::: SOURCE EXCERPT :::
REVIEW: OttOmobile Honda CR-X MK2 1988 •

REVIEW: OttOmobile Honda CR-X MK2 1988

We haven’t explored an OttOmobile scale example in some time, so we checked our stockpile for something, new and unique.  The model we choose is the 1:18 Honda CR-X MKII 1988.  Initially released in November 2017, the exterior featured here was a Silver Metallica finish.  Our example is from OttOmobile’s October 2020 assortment and completed in Rio Red.

The Honda CR-X also stirs up some personal memories of my youth.  The Honda and Volkswagen wars of the period as still very vivid.  In 1995 I bought my first car, a new Volkswagen Golf GTI (this was the MKIII edition of GTI – fat and underpowered, but I loved her)  Shortly after purchase, my good friend at the time secured, you guessed it Honda CR-X!  The rivalry from that moment on was cemented.  Many years later that contest of which marque is better is still a bone of connection.  And to date, I’ve only owned German cars – “if it ain’t German it’s crap!”.  Joking aside both cars represented something special to both of us.  It’s a guy thing that many of you would truly understand, and one that fuels that passion for scale model collecting today for most of us!

In these ever-escalating cost increases, it is cool to have an ally in your corner, that is OttOmobile.  Why do you ask? Well, for one, they keep investing in the unique and obscure assortment of cars well known to the European, Asian and North American fans.  And second, if you order direct, their pricing comes in at about $89 CND per model.  Yes, these are static examples, but, if you’re honest, how many of their models would go into production with the mainstream, full access brands?  Few to none!

There is a lot of debate about resin replicas, but they serve a purpose in my opinion.  I rather have something in scale than nothing at all.  And worst-case scenario, a placeholder until something more refined comes to market.

As for the model, out of the box, the Rio Red is perfectly applied and accurate in definition – love the added decal work to the side. The lower section of the exterior body is executed in a matt-like Black finish, this Black also extends to the moulding that circles the entire car.  Aerial post is there but found in the closed position and the rear wiper along with the front equipment is included.  Looking at the overall design, I would say OttOmobile does capture the model well in scale – right to the classic second window in the rear.
::: ENTRIES PROVIDED :::
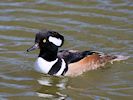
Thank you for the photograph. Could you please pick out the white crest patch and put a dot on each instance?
(55, 41)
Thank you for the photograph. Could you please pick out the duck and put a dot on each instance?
(72, 63)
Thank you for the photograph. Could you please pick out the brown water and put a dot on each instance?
(104, 25)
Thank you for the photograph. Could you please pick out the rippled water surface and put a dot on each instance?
(104, 25)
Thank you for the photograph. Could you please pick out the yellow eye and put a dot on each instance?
(44, 40)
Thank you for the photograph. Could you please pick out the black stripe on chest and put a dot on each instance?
(56, 67)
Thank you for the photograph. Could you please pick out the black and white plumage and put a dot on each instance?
(66, 62)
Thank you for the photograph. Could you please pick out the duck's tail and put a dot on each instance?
(118, 58)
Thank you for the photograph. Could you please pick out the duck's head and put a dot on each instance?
(47, 40)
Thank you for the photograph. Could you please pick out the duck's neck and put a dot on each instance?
(49, 55)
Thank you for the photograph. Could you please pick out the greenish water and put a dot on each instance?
(103, 25)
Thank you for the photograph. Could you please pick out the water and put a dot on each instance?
(103, 25)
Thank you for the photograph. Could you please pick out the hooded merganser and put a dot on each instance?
(66, 62)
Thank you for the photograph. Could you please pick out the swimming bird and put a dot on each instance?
(66, 62)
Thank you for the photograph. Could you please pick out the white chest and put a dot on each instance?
(44, 66)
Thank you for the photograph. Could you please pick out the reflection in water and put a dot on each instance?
(102, 25)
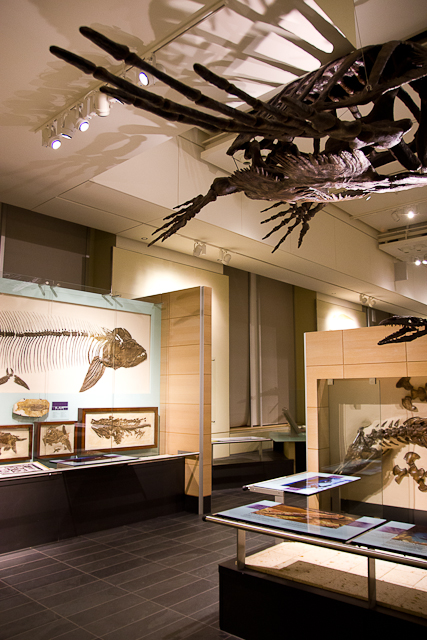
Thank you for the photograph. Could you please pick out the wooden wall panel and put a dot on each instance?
(361, 357)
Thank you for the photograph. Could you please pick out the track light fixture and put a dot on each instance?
(50, 137)
(367, 301)
(199, 249)
(224, 257)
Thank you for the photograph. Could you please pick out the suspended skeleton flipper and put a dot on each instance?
(95, 373)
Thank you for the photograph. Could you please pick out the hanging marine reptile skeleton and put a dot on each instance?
(32, 343)
(383, 438)
(307, 108)
(410, 329)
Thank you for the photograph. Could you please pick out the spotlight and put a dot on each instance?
(224, 257)
(102, 105)
(146, 78)
(68, 124)
(199, 249)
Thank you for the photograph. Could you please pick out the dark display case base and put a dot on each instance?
(254, 606)
(47, 508)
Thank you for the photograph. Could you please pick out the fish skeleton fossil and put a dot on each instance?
(32, 343)
(57, 436)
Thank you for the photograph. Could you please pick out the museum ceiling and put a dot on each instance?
(95, 178)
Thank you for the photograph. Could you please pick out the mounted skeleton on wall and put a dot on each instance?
(347, 166)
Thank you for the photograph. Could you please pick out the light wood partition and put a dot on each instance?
(355, 354)
(185, 384)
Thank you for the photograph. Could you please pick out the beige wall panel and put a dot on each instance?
(183, 331)
(182, 442)
(183, 418)
(208, 301)
(324, 348)
(164, 361)
(377, 370)
(207, 389)
(417, 369)
(184, 359)
(417, 349)
(312, 428)
(320, 373)
(185, 303)
(323, 422)
(192, 478)
(361, 346)
(184, 389)
(164, 387)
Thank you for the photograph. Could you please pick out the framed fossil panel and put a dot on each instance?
(57, 439)
(118, 429)
(16, 442)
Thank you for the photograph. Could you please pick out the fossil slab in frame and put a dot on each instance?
(55, 439)
(16, 442)
(119, 429)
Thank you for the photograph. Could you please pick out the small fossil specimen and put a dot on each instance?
(30, 342)
(380, 440)
(8, 441)
(119, 428)
(31, 408)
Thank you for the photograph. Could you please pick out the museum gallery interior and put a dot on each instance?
(213, 308)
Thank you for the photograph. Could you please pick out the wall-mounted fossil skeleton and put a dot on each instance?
(410, 328)
(367, 447)
(347, 166)
(30, 342)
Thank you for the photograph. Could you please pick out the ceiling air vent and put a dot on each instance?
(405, 243)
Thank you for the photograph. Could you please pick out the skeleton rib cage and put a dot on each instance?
(31, 342)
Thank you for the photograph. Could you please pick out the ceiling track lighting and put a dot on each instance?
(224, 257)
(199, 249)
(82, 121)
(75, 118)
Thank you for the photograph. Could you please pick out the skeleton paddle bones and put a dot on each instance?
(353, 150)
(410, 329)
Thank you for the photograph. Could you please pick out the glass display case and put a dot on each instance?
(79, 376)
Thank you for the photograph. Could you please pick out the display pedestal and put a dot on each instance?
(254, 606)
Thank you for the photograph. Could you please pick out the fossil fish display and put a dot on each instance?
(346, 154)
(58, 438)
(33, 343)
(410, 328)
(8, 441)
(383, 438)
(119, 428)
(31, 408)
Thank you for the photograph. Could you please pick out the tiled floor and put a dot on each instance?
(156, 580)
:::
* _TASKS_
(1) Translate this sentence from the model car review into Spanish: "There is a lot of debate about resin replicas, but they serve a purpose in my opinion."
(2) Carry on the model car review from its last sentence, keeping its voice and subject.
The data is not needed for anything here.

* _RESPONSES_
(1) Hay mucho debate sobre las réplicas de resina, pero en mi opinión cumplen una función.

(2)
The front section is simple in design.  The Centre grille is not revealing any detail in the back, solid finish, however, it does not impact the look terribly due to the Black paint here.  Headlights are decent and provide the OEM detailing.

The rear section is more detailed than the front, the most obvious is the rear glass with heating elements and wiper as mentioned earlier.  The Honda CR-X also provided a secondary glass that ran parallel with the rear, very unique for the period – love the extra detail OttOmobile used with the multiple dots to create the tinting effect.  See the photo below.

Taillights are quality along with the chrome dual tips.  Si badge with Honda emblem is centre complete the package.

Wheels are true to the period and feature the seven tear-drop design.  Nice work on the Silver paint and centre Honda logo.  Due to the OEM wheel design, not much of the braking components are visible to the eye.

Inside the model does reveal a right-hand drive version and also the full upper glass in the roofline as opposed to the optional sunroof.  As for interior accuracy and definition, it is more than acceptable based on price.  If I was honest here, in some cases seems better than higher-priced examples.  A little colour is added with the retro seat fabric.  Awesome!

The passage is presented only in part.